--- Problem requirements ---
Extract exactly the range of lines bounded by the line containing "Objective — one point per instance of the red cloth" and the final line of the listing, both ends included, and no other lines.
═════ Material provided ═════
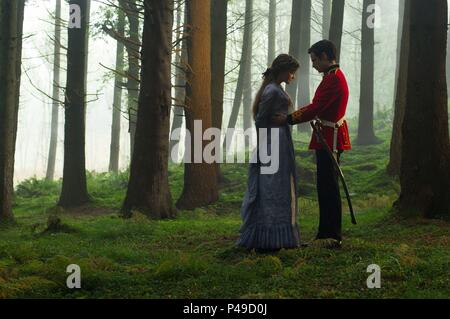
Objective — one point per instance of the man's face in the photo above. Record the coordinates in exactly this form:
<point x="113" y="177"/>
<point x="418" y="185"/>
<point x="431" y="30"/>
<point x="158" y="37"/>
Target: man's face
<point x="319" y="63"/>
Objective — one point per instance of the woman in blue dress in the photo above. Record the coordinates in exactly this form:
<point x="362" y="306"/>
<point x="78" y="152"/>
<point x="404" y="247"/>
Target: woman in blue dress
<point x="269" y="209"/>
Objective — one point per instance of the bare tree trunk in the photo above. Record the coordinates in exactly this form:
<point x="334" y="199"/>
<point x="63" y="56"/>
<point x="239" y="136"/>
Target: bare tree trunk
<point x="272" y="31"/>
<point x="393" y="167"/>
<point x="11" y="29"/>
<point x="218" y="53"/>
<point x="425" y="165"/>
<point x="55" y="95"/>
<point x="336" y="25"/>
<point x="74" y="189"/>
<point x="294" y="44"/>
<point x="133" y="46"/>
<point x="326" y="18"/>
<point x="366" y="134"/>
<point x="242" y="87"/>
<point x="195" y="193"/>
<point x="117" y="103"/>
<point x="304" y="97"/>
<point x="247" y="94"/>
<point x="180" y="77"/>
<point x="148" y="188"/>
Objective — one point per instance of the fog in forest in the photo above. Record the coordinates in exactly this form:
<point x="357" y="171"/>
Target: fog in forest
<point x="35" y="103"/>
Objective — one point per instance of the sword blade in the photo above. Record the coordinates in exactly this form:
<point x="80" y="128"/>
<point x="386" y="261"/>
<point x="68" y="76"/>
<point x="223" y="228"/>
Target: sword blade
<point x="336" y="167"/>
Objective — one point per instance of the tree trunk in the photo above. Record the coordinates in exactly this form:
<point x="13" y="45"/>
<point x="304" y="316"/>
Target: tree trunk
<point x="272" y="31"/>
<point x="117" y="103"/>
<point x="242" y="87"/>
<point x="195" y="193"/>
<point x="148" y="188"/>
<point x="11" y="29"/>
<point x="55" y="95"/>
<point x="218" y="53"/>
<point x="447" y="72"/>
<point x="180" y="79"/>
<point x="133" y="46"/>
<point x="336" y="25"/>
<point x="393" y="167"/>
<point x="326" y="18"/>
<point x="294" y="44"/>
<point x="366" y="134"/>
<point x="74" y="190"/>
<point x="425" y="165"/>
<point x="247" y="94"/>
<point x="304" y="97"/>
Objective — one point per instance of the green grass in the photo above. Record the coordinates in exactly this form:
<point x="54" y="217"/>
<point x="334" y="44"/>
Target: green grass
<point x="194" y="255"/>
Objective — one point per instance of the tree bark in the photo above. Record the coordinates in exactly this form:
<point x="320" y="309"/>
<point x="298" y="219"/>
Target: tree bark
<point x="336" y="25"/>
<point x="195" y="193"/>
<point x="55" y="95"/>
<point x="218" y="54"/>
<point x="148" y="188"/>
<point x="294" y="44"/>
<point x="395" y="153"/>
<point x="272" y="31"/>
<point x="425" y="165"/>
<point x="132" y="47"/>
<point x="303" y="92"/>
<point x="366" y="134"/>
<point x="74" y="189"/>
<point x="117" y="103"/>
<point x="11" y="29"/>
<point x="247" y="94"/>
<point x="180" y="79"/>
<point x="242" y="87"/>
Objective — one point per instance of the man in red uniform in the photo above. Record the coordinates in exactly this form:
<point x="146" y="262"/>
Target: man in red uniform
<point x="329" y="105"/>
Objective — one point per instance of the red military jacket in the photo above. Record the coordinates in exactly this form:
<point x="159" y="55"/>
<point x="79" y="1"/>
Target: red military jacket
<point x="329" y="104"/>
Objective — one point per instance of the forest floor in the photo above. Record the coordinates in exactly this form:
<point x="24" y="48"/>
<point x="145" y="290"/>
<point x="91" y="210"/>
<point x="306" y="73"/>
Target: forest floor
<point x="194" y="256"/>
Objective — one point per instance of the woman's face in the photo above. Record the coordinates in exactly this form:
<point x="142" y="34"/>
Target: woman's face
<point x="288" y="76"/>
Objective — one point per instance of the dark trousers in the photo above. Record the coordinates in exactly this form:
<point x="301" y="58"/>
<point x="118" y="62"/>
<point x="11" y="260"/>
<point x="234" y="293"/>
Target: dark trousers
<point x="329" y="198"/>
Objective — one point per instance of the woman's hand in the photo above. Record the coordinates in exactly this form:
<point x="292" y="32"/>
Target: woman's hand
<point x="279" y="119"/>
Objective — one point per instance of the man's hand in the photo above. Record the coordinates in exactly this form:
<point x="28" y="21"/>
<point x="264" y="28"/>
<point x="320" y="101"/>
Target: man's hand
<point x="279" y="119"/>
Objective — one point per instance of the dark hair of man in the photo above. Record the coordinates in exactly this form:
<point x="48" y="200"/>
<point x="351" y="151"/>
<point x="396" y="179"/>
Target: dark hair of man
<point x="324" y="46"/>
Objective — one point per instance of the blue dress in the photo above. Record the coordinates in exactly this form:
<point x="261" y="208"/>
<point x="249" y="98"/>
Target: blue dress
<point x="269" y="208"/>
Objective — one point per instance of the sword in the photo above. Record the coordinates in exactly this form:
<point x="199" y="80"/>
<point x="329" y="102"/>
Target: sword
<point x="316" y="129"/>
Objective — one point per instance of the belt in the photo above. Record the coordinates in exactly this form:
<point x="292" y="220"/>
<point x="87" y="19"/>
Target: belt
<point x="336" y="127"/>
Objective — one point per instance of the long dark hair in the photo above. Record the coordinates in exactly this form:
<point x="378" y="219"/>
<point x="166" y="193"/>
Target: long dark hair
<point x="282" y="63"/>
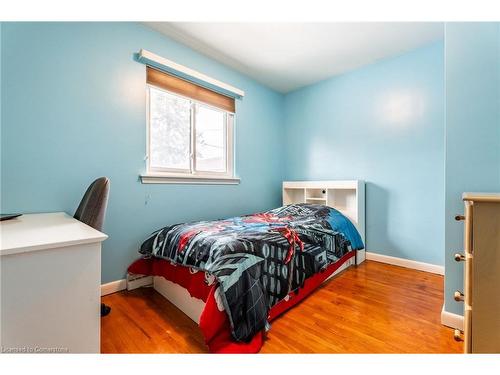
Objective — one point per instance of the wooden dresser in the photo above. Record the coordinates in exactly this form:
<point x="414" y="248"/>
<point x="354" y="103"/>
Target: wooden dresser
<point x="481" y="294"/>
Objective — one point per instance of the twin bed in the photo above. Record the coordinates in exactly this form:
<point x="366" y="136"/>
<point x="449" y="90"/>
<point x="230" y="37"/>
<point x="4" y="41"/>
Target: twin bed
<point x="234" y="276"/>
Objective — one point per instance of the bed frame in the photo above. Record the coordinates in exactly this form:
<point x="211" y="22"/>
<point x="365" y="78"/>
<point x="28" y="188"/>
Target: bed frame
<point x="346" y="196"/>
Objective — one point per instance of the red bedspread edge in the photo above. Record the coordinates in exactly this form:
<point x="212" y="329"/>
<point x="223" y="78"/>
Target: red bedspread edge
<point x="214" y="323"/>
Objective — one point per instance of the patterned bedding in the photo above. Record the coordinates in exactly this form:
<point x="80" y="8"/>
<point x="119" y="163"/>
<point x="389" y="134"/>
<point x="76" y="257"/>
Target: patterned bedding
<point x="257" y="259"/>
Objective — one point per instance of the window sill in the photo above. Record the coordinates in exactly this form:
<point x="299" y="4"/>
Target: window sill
<point x="158" y="178"/>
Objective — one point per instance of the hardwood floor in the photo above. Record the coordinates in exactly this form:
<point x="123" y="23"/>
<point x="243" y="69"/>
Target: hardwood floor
<point x="374" y="308"/>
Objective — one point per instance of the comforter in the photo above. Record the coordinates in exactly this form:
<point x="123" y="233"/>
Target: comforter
<point x="257" y="259"/>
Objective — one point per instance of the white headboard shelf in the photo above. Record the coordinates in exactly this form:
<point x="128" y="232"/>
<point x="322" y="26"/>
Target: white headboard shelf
<point x="347" y="196"/>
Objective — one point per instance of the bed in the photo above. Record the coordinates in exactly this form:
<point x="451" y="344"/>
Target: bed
<point x="234" y="276"/>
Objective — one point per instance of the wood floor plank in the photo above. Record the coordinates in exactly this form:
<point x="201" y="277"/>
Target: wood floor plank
<point x="372" y="308"/>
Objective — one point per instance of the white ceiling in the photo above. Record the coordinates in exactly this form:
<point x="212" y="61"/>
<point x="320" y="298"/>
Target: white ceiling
<point x="286" y="56"/>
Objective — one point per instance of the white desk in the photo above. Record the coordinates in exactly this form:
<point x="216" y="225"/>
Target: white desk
<point x="50" y="284"/>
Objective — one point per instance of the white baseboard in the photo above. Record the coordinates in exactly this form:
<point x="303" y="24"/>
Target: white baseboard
<point x="113" y="287"/>
<point x="421" y="266"/>
<point x="452" y="320"/>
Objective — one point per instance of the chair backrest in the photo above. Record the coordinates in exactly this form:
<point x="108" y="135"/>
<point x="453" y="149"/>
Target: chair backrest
<point x="92" y="208"/>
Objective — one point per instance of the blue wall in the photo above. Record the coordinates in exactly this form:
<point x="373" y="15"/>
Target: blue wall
<point x="472" y="130"/>
<point x="75" y="110"/>
<point x="383" y="123"/>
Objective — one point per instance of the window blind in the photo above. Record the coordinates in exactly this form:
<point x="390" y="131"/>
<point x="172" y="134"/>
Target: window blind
<point x="177" y="85"/>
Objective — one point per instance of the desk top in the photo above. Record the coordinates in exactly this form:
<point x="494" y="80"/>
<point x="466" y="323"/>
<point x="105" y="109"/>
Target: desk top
<point x="33" y="232"/>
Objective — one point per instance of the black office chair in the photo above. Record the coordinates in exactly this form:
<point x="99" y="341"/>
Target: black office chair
<point x="92" y="210"/>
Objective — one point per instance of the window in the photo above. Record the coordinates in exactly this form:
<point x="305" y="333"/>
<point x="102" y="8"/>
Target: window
<point x="190" y="131"/>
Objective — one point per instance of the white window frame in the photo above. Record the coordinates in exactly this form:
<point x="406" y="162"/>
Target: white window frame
<point x="191" y="175"/>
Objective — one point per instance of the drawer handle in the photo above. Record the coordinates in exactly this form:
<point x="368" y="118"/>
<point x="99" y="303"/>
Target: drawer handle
<point x="457" y="335"/>
<point x="458" y="296"/>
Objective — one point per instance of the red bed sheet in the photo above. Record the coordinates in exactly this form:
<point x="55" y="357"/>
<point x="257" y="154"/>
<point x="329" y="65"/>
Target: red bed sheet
<point x="214" y="323"/>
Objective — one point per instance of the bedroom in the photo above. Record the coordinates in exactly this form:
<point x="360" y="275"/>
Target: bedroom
<point x="367" y="133"/>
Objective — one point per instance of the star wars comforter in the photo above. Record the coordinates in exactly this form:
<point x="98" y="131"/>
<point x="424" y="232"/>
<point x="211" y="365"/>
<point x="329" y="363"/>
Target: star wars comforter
<point x="257" y="259"/>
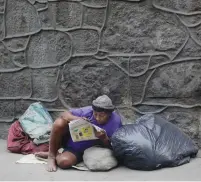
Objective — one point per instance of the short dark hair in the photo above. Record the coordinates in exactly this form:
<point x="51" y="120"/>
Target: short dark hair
<point x="99" y="109"/>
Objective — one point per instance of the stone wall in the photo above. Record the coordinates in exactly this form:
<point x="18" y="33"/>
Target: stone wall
<point x="146" y="55"/>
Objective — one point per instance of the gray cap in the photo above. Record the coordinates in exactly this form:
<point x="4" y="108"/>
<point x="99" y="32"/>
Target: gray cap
<point x="104" y="102"/>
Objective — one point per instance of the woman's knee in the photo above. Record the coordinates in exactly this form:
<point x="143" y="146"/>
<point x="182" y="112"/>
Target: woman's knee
<point x="64" y="162"/>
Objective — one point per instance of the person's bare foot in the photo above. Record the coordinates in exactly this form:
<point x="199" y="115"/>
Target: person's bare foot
<point x="51" y="165"/>
<point x="42" y="154"/>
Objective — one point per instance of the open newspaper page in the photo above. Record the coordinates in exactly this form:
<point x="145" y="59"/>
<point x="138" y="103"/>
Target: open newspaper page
<point x="82" y="130"/>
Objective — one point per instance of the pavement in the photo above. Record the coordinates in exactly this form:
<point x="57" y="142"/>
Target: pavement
<point x="10" y="171"/>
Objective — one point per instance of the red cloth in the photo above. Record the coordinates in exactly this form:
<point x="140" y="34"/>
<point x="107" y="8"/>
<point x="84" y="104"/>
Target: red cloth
<point x="19" y="142"/>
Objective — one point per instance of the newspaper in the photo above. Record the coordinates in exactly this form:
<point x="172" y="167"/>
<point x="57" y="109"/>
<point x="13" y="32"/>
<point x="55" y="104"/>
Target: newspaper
<point x="82" y="130"/>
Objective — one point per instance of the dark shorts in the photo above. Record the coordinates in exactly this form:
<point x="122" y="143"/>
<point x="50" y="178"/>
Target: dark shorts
<point x="78" y="155"/>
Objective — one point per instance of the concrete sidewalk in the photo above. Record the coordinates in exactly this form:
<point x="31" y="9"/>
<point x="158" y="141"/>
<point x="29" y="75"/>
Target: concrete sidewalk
<point x="33" y="172"/>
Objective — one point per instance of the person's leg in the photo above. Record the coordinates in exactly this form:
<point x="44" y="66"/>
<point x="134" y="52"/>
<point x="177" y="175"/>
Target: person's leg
<point x="58" y="130"/>
<point x="42" y="154"/>
<point x="66" y="160"/>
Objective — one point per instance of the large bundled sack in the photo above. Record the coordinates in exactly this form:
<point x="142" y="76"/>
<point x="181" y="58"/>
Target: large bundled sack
<point x="19" y="142"/>
<point x="37" y="123"/>
<point x="152" y="143"/>
<point x="99" y="159"/>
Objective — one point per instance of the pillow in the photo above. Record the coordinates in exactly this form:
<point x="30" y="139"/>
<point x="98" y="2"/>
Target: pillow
═════
--- Result for this exercise ---
Objective — one point per instance of the red cloth in the photo above. Record the coordinates in exactly this form:
<point x="140" y="34"/>
<point x="107" y="8"/>
<point x="84" y="104"/>
Target: red cloth
<point x="19" y="142"/>
Objective — one point per instance of the newspaper in the photo above. Record the coordinates in exactly this form:
<point x="172" y="167"/>
<point x="57" y="109"/>
<point x="13" y="32"/>
<point x="55" y="104"/>
Target: newspaper
<point x="82" y="130"/>
Objective — one point per instance of the dark shorts in the photo above. Record the coordinates in exactly this form:
<point x="122" y="143"/>
<point x="50" y="178"/>
Target: dark shorts
<point x="78" y="155"/>
Objective — one point per instance of the concrete sidewalk in the photo above. Record the coordinates in exactly this form:
<point x="31" y="9"/>
<point x="158" y="141"/>
<point x="29" y="75"/>
Target: concrete sidewalk
<point x="33" y="172"/>
Objective — one point per instance of the person's leg in the photo above. Record the coordinates in exactly this form:
<point x="44" y="66"/>
<point x="134" y="52"/>
<point x="177" y="175"/>
Target: person's leg
<point x="58" y="130"/>
<point x="42" y="154"/>
<point x="66" y="160"/>
Objective — one point per instance of the large bundled sack in the photo above. Record the coordinates in exactly this form:
<point x="142" y="76"/>
<point x="181" y="58"/>
Target: large bundled sack
<point x="19" y="142"/>
<point x="37" y="123"/>
<point x="152" y="143"/>
<point x="99" y="159"/>
Objective — one point per instance of the pillow in the photo above. Record the coordinates in exactly this form:
<point x="30" y="139"/>
<point x="98" y="2"/>
Target: pillow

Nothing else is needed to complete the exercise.